Description of the task
Report every line of the records beneath this task that holds the string "provide".
Start of Material for this exercise
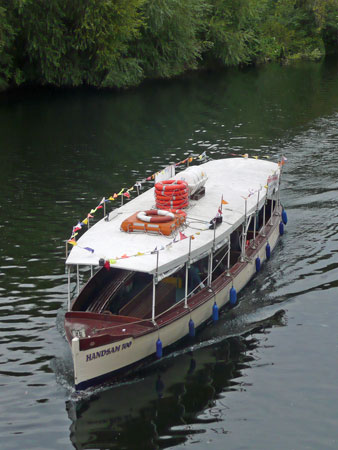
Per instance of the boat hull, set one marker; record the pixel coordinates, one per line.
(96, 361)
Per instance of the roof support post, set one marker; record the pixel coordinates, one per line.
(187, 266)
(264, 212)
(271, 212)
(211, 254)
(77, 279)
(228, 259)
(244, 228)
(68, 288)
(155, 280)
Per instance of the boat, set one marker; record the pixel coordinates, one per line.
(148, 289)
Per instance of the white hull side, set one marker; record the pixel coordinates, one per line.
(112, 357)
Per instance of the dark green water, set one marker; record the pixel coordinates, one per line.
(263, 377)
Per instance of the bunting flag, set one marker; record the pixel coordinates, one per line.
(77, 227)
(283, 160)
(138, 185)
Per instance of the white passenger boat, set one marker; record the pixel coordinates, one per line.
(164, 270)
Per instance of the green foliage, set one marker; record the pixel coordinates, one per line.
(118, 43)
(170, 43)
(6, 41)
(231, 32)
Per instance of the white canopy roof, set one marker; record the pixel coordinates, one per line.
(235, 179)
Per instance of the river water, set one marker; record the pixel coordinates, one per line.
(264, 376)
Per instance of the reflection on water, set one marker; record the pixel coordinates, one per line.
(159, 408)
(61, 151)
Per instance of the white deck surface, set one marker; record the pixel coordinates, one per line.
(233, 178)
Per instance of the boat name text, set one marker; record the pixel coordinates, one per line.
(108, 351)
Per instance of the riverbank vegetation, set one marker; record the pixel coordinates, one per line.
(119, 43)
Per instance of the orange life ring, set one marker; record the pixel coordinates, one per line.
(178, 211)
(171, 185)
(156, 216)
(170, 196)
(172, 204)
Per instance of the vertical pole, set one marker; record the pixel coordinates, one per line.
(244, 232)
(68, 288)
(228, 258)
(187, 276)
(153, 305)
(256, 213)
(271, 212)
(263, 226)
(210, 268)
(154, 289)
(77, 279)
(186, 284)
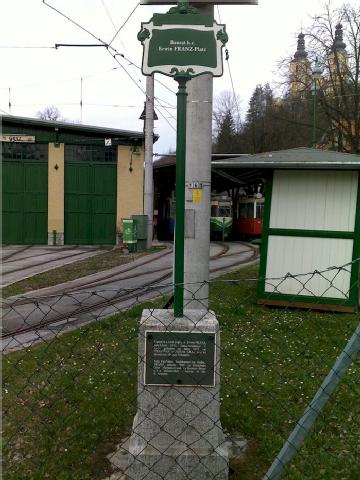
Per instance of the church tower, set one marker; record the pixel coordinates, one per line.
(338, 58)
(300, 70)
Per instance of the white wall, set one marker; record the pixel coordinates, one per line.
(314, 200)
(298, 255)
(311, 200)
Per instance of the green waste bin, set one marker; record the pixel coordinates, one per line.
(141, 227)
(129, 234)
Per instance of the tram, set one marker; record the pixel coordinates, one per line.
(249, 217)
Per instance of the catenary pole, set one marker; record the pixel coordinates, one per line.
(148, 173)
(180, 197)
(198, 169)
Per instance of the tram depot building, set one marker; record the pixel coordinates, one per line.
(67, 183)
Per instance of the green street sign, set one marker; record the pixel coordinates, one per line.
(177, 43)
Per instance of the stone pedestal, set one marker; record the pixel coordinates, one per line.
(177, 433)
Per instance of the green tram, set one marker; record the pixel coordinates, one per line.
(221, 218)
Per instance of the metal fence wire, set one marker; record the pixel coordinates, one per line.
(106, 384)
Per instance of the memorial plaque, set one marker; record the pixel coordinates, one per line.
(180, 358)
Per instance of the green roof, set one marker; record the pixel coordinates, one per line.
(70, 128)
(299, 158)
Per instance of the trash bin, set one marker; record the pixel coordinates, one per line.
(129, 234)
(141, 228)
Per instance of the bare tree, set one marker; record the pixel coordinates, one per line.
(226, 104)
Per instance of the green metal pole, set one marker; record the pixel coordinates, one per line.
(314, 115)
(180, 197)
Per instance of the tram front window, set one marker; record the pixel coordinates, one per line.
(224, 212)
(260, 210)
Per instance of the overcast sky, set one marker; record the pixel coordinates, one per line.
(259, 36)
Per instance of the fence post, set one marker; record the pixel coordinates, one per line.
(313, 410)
End of Material for this exercise
Start of Material for this exercise
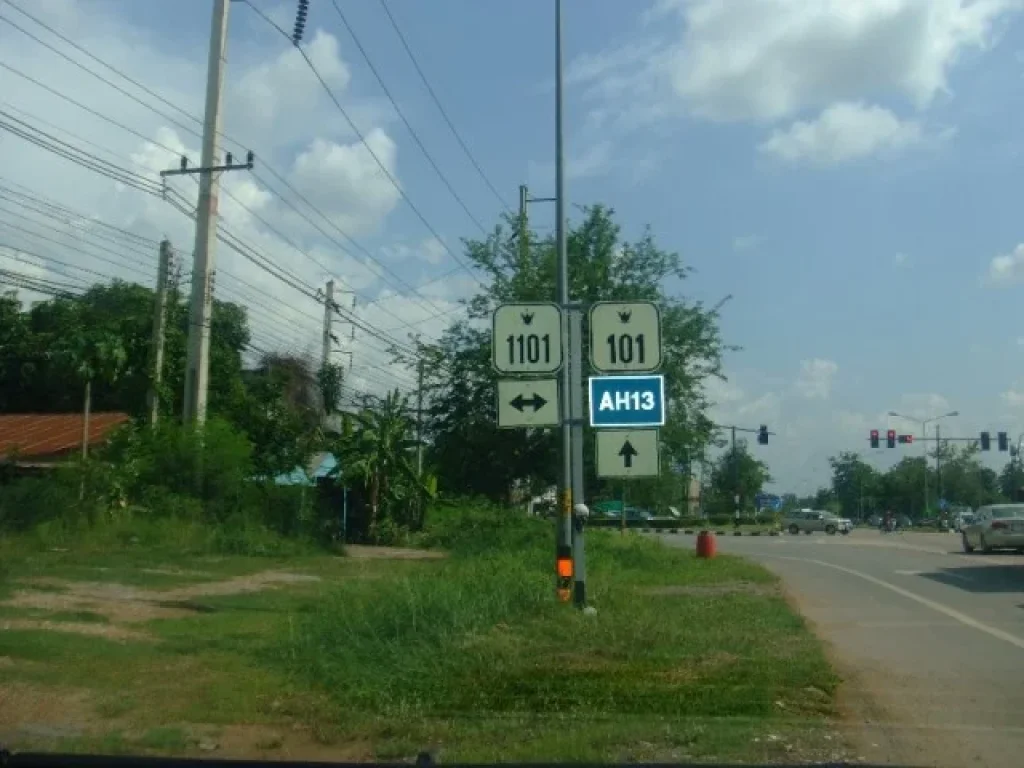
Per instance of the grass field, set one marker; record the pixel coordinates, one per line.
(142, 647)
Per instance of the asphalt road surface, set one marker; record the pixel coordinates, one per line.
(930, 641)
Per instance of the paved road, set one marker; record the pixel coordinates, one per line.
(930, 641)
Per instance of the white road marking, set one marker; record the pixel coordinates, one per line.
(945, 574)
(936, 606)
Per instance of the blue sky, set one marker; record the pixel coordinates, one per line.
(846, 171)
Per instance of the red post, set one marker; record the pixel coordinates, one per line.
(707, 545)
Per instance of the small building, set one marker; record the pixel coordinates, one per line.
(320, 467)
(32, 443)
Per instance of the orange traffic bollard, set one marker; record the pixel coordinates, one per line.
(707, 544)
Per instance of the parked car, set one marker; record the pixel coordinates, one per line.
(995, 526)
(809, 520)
End of Material for this exercise
Start of Material for this exercise
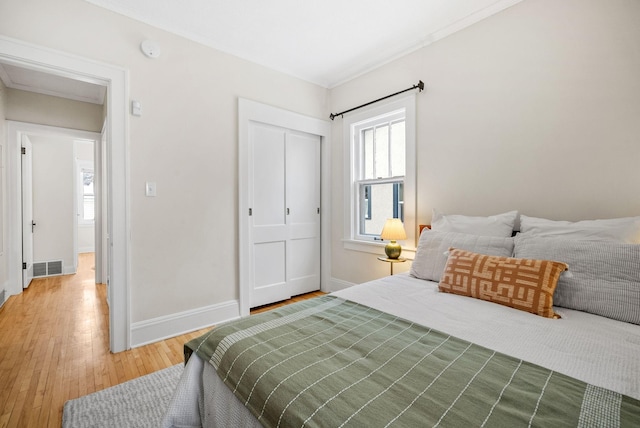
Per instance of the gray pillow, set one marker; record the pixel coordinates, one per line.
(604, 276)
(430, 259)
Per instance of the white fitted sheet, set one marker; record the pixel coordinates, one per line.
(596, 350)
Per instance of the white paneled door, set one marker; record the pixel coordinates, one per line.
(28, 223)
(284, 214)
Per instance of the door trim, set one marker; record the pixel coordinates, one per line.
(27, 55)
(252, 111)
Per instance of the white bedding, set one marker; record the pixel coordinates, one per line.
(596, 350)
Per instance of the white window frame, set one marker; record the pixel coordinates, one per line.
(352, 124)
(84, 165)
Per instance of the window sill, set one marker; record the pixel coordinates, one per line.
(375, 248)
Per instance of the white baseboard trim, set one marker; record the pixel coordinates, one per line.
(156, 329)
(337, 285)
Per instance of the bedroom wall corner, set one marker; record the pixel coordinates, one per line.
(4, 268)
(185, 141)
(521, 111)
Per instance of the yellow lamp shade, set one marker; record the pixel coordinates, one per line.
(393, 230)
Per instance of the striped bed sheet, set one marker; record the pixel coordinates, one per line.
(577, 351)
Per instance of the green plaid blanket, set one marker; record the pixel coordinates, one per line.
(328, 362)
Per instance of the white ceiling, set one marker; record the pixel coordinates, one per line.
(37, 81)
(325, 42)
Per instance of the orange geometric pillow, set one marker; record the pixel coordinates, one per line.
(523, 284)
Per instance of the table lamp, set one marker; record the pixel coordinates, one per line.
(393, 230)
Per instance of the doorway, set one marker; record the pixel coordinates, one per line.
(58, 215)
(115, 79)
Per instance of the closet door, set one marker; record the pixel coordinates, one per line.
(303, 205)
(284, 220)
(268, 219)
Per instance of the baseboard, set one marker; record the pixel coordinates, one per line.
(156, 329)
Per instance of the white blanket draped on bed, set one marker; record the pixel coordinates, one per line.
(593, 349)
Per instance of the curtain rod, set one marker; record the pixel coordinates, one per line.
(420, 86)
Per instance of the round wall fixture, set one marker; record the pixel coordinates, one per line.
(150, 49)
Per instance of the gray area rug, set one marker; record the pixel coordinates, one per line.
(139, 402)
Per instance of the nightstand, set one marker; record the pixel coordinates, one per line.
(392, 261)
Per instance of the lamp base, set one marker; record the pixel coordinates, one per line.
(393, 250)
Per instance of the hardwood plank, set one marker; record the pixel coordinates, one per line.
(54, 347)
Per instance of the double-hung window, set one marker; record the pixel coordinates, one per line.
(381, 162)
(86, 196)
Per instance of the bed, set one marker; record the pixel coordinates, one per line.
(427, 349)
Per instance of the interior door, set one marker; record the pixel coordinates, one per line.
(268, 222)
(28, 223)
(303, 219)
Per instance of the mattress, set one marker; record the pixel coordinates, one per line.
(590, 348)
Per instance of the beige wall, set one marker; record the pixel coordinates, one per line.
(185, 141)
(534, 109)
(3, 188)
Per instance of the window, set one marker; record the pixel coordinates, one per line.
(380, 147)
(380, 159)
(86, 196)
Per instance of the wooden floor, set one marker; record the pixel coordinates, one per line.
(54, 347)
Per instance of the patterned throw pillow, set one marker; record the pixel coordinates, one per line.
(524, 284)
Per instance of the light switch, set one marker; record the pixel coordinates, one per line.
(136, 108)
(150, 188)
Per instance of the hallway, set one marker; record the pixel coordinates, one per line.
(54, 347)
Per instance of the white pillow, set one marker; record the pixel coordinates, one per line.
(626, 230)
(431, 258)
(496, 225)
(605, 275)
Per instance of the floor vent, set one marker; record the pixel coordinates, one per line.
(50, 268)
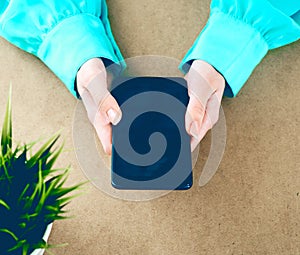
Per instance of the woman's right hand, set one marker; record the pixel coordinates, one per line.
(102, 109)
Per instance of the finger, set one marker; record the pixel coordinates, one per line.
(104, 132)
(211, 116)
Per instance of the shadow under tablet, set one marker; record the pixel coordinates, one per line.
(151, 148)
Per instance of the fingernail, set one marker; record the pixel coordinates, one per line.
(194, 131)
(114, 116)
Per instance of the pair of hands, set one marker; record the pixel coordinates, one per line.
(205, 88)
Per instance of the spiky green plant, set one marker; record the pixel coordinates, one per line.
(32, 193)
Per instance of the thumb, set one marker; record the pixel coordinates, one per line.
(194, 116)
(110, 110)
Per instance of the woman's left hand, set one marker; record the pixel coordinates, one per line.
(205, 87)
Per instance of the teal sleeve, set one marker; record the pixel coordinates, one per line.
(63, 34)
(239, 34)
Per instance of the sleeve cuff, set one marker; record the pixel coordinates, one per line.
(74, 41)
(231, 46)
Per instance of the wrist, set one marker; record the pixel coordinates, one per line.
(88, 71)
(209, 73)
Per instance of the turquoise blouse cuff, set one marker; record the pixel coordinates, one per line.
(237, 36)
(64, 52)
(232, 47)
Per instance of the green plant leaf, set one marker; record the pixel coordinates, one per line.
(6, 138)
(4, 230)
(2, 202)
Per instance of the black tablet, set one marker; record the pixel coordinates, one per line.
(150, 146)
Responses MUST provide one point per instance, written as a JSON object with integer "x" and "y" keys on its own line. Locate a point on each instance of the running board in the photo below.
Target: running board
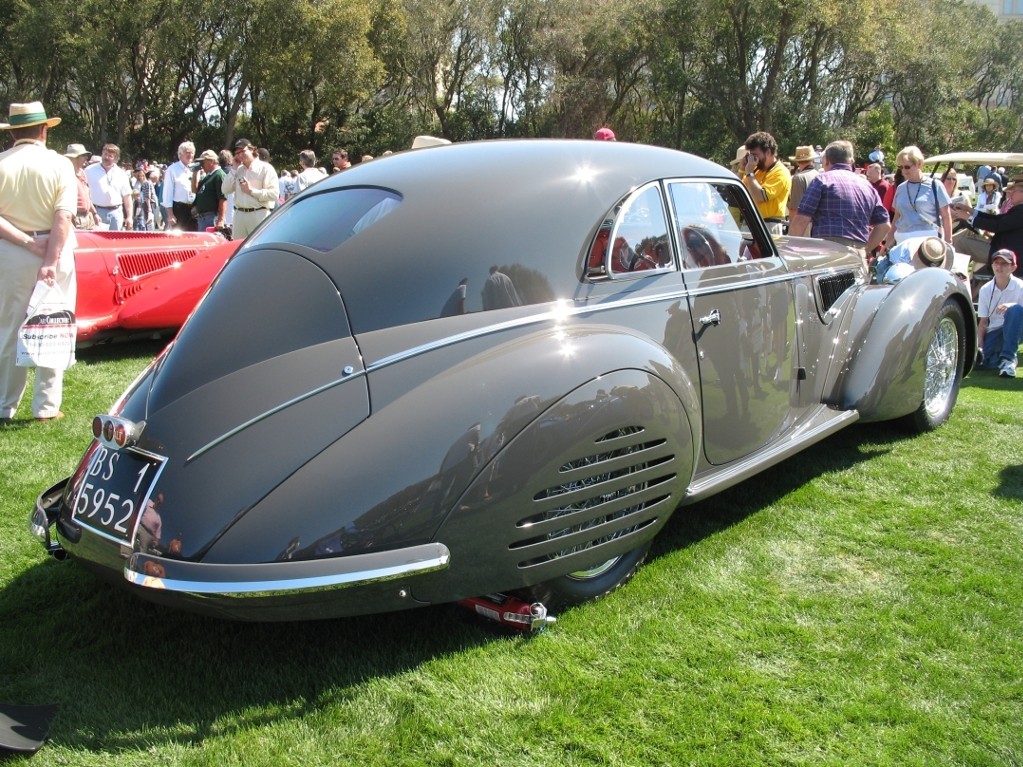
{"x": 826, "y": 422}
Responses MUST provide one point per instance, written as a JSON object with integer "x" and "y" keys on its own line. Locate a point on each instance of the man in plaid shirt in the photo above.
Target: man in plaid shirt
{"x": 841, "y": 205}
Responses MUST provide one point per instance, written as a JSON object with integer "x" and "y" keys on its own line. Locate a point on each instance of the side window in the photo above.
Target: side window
End of Material for this exercise
Task response
Responses MUST provide one point per instance, written as a JSON object with integer "x" and "y" keys on its own line. Locate a point on each instance of the running board in the photo below.
Responses MUST provide one point per instance, written as a JSON object with integer "x" and "y" keys on its own line. Locate a point on each instance of the man in plaid shirt in the photo above.
Responses MUST provide one point per instance, written as a JSON object with integer "x" and "y" keys on its own line. Locate a point on each instance of the side window in the photo above.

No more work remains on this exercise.